(Entries taken from a collection)
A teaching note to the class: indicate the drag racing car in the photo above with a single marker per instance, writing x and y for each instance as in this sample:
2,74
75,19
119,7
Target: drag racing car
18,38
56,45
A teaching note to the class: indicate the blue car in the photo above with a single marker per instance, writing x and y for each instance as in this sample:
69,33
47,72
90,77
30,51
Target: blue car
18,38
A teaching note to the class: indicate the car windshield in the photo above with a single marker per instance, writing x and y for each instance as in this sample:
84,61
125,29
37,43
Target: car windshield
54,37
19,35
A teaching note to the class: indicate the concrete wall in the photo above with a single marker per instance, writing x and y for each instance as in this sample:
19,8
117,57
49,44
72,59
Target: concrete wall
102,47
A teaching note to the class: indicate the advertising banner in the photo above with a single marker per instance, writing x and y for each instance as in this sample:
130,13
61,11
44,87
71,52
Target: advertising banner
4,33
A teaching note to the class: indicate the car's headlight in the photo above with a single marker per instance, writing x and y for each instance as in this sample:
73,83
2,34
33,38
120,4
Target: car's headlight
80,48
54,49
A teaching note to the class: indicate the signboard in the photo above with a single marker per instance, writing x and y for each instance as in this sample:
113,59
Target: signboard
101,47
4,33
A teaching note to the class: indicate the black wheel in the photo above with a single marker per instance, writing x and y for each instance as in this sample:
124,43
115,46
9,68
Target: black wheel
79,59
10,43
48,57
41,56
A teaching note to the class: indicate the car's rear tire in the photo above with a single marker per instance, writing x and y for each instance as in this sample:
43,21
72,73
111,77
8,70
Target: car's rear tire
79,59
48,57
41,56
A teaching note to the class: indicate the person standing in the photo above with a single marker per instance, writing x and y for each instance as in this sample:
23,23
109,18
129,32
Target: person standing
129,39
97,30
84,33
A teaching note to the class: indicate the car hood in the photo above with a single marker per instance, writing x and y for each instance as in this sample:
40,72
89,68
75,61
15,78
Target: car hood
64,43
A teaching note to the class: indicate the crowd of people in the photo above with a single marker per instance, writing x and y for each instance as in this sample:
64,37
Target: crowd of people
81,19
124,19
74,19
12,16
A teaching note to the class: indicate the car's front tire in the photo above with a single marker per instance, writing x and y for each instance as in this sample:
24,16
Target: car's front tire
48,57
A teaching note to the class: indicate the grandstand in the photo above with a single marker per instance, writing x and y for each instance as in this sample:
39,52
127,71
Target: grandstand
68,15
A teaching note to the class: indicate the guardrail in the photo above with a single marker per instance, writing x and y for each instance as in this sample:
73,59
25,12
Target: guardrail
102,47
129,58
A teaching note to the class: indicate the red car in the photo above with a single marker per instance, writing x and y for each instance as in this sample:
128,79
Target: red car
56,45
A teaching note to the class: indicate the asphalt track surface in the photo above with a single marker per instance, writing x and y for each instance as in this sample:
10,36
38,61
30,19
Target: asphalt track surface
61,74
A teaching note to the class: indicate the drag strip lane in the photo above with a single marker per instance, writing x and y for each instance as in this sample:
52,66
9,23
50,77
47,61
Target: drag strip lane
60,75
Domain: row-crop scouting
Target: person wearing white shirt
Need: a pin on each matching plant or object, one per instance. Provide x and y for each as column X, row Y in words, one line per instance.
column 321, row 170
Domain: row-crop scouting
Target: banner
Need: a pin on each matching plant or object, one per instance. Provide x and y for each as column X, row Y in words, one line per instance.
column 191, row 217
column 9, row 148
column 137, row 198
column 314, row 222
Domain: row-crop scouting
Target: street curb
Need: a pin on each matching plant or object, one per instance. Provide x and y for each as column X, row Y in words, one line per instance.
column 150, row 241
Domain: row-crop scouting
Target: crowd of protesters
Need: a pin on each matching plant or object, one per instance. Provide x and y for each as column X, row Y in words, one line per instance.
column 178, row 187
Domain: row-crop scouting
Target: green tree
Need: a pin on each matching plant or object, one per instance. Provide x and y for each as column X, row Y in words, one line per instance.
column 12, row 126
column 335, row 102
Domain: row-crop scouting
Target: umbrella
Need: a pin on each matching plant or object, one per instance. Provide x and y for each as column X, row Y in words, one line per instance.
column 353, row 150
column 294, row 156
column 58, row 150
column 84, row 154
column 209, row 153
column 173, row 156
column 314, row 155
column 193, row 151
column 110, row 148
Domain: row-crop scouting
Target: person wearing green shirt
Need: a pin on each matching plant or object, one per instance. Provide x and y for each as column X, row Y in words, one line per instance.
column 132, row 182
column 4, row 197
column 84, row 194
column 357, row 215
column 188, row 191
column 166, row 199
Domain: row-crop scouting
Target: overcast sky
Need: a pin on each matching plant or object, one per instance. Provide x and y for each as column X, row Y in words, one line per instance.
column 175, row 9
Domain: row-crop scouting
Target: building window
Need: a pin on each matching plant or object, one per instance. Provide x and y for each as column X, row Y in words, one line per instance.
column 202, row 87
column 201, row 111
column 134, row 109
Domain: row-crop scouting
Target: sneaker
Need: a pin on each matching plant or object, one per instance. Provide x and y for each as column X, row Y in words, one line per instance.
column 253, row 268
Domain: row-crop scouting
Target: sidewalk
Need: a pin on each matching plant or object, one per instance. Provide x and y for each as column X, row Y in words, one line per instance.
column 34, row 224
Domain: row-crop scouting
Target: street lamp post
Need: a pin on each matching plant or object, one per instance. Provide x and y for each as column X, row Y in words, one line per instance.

- To do
From the data above, copy each line that has the string "green".

- Answer to this task
Target: green tree
Target: person wearing green shirt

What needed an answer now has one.